**Set tasks**:
**1)** In the bowl record, restate the paragraph beginning "Technical Observations: The surface is bright metal" as a short bulleted list that keeps its main facts.
**2)** According to the bowl record, what technique was used to make the bowl?
**3)** Carry the bowl record forward from the point where it stops.

## begin Excerpted text

Incorrect Username, Email, or Password
This object does not yet have a description.

Identification and Creation

Object Number
2002.231
Title
Bowl with Inscription in Cypriot Syllabic Script
Classification
Vessels
Work Type
vessel
Date
8th-early 5th century BCE
Places
Creation Place: Ancient & Byzantine World, Asia, Cyprus
Period
Cypro-Geometric period
Culture
Cypriot
Persistent Link
https://hvrd.art/o/98562

Physical Descriptions

Medium
Bronze
Technique
Cast and hammered
Dimensions
4.5 x 10.6 x 0.1 cm (1 3/4 x 4 3/16 x 1/16 in.)
Technical Details

Chemical Composition: XRF data from Artax 1 and Tracer
Alloy: Bronze
Alloying Elements: copper, tin
Other Elements: lead, iron, arsenic
K. Eremin, January 2014

Technical Observations: The surface is bright metal with areas of black, red, and small spots of green. Some pitting and small dents are present, especially near the center of the bottom, and the corrosion appears deep in some of these areas. The interior bears fine modern abrasive scratches from cleaning. Two cracks, one 3 mm and the other 5 cm, under the area of the inscription are filled with corrosion products and appear to pre-date burial. A 1-cm area of tinted resin near the center is probably a modern repair of a hole. The inscription has been cleaned with a hard point, but the corrosion in the lines is like the dark patina elsewhere, and it does not appear to be a modern addition.

## end Excerpted text
## begin Information supplied

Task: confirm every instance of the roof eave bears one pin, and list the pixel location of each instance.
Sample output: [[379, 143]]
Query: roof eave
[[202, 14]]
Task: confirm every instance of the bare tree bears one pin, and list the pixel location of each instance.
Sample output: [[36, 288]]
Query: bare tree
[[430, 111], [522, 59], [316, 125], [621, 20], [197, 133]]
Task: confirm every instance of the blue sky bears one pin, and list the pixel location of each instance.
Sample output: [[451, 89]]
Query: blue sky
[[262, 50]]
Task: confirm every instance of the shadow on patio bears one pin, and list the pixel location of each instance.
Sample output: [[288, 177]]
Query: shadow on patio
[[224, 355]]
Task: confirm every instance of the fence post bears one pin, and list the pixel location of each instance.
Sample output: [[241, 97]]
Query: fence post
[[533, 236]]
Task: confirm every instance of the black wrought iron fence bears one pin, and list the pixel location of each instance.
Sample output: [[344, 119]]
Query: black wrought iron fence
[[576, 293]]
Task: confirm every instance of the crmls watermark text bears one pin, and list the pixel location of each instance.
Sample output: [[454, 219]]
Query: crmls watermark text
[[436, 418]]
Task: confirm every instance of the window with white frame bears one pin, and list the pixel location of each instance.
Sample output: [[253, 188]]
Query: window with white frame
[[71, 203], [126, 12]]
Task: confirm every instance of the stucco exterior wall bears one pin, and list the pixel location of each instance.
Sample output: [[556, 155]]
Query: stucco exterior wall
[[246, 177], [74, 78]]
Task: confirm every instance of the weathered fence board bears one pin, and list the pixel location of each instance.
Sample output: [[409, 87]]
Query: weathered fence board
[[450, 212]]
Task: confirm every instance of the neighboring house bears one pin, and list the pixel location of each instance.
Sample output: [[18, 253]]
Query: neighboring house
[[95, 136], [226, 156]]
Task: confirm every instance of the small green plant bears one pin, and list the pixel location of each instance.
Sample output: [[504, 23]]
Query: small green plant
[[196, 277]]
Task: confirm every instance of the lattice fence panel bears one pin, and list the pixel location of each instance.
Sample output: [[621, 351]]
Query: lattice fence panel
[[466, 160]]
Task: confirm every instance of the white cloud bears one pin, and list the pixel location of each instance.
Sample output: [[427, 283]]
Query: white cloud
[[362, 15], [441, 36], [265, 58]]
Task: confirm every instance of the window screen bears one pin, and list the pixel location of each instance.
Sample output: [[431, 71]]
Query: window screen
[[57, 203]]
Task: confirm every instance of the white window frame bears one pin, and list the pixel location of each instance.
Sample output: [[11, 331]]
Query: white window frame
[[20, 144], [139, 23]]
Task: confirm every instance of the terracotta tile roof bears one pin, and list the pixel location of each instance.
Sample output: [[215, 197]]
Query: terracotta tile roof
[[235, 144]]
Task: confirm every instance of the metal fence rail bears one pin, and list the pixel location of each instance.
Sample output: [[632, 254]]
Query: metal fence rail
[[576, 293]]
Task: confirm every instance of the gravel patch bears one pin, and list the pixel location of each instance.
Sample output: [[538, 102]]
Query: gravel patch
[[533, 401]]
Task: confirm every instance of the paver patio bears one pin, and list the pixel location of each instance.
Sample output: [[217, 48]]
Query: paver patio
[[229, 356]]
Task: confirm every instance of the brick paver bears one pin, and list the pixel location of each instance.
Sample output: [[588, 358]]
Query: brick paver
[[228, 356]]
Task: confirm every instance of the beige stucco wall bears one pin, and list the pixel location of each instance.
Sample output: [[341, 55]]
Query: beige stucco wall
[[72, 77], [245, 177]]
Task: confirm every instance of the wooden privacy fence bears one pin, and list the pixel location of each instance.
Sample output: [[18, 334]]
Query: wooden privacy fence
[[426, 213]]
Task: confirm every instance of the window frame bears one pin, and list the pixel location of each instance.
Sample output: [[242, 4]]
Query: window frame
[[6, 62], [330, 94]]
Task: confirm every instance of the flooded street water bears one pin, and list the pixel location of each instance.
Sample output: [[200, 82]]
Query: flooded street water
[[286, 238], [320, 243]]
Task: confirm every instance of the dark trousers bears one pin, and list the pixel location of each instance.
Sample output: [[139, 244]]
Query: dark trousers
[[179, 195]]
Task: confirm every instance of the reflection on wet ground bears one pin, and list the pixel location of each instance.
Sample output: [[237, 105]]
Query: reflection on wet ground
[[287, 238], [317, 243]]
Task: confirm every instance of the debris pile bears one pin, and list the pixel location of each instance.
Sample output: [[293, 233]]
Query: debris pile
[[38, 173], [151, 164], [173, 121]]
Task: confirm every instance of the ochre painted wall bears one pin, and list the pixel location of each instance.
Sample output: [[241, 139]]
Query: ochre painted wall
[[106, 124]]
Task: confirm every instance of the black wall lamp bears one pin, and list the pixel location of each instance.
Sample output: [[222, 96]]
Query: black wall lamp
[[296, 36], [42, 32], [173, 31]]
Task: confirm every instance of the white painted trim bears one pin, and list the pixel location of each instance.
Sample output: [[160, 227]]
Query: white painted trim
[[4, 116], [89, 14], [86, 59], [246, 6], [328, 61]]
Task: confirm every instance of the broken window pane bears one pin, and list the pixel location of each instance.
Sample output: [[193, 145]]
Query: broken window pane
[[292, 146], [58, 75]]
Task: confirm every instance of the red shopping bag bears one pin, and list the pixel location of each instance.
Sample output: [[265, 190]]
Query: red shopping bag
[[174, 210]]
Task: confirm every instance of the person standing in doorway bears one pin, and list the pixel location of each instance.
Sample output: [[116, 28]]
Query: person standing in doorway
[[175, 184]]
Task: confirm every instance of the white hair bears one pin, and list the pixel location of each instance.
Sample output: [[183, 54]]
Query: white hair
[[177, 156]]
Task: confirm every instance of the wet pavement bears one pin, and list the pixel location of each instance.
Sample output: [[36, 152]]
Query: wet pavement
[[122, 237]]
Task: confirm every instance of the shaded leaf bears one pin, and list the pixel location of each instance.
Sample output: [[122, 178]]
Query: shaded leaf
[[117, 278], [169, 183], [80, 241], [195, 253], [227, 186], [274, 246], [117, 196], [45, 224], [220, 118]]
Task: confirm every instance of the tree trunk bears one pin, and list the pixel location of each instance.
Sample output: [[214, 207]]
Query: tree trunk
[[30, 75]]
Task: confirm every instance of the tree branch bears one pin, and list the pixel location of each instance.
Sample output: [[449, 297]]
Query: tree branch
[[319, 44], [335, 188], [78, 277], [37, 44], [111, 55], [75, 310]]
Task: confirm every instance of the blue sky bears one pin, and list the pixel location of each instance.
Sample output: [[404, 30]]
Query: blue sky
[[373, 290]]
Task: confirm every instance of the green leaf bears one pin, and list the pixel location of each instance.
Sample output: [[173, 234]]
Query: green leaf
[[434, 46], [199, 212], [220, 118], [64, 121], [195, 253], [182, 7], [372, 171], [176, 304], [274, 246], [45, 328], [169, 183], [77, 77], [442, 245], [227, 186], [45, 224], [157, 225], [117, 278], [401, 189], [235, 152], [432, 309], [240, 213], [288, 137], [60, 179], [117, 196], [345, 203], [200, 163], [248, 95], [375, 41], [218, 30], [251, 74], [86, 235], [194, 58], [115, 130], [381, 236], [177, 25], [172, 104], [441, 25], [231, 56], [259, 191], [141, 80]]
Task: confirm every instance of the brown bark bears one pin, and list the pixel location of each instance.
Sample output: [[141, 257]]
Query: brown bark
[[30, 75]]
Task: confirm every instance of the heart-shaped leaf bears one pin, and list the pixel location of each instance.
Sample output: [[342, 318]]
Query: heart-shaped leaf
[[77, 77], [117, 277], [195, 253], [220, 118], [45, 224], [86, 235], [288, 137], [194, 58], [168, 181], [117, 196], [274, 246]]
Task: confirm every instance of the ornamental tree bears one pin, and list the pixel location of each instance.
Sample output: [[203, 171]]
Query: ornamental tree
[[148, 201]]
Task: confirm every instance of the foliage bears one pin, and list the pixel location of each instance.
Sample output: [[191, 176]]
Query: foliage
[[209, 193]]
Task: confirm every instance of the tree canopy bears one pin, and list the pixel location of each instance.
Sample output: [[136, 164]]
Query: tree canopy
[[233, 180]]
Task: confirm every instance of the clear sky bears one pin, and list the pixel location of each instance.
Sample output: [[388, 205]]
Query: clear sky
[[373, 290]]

## end Information supplied

**Answers to the exercise**:
**1)**
- Surface: bright metal with black and red areas and small green spots.
- Pitting and small dents, especially near the center of the bottom, with deep corrosion in some spots.
- Interior: fine modern abrasive scratches from cleaning.
- Two cracks (3 mm and 5 cm) under the inscription, filled with corrosion products and apparently older than burial.
- A 1-cm patch of tinted resin near the center, probably a modern repair of a hole.
- Inscription: cleaned with a hard point, but the corrosion in its lines matches the dark patina elsewhere, so it does not appear to be a modern addition.

**2)** Cast and hammered.

**3)**
The irregular thickness would seem to indicate the bowl was raised by hammering, but the dendritic structure of the metal that is visible at many areas of the interior points to casting. It is possible that the cast bowl was hammered to finish the surfaces. The lines of the inscription are worn but appear to have been hammered into the surface using a tool with an elongated front edge.


Henry Lie (submitted 2012)

Inscriptions and Marks
  • inscription: one line of text on the interior of the bowl in the Cypriot syllabic script,

    e-ke-wo-i-ko-e-mi

    [transliteration: Ἐχεϝοίκω ἠμί. Translation: I am [the bowl/the votive] of Echewoikos]

Provenance

Recorded Ownership History
German private collection (by 1991). [Frank L. Kovacs, San Rafael, CA, sold]; to the Harvard University Art Museums.

Acquisition and Rights

Credit Line
Harvard Art Museums/Arthur M. Sackler Museum, Marian H. Phinney Fund
Accession Year
2002
Object Number
2002.231
Division
Asian and Mediterranean Art
Contact
am_asianmediterranean@harvard.edu
Permissions

The Harvard Art Museums encourage the use of images found on this website for personal, noncommercial use, including educational and scholarly purposes. To request a higher resolution file of this image, please submit an online request.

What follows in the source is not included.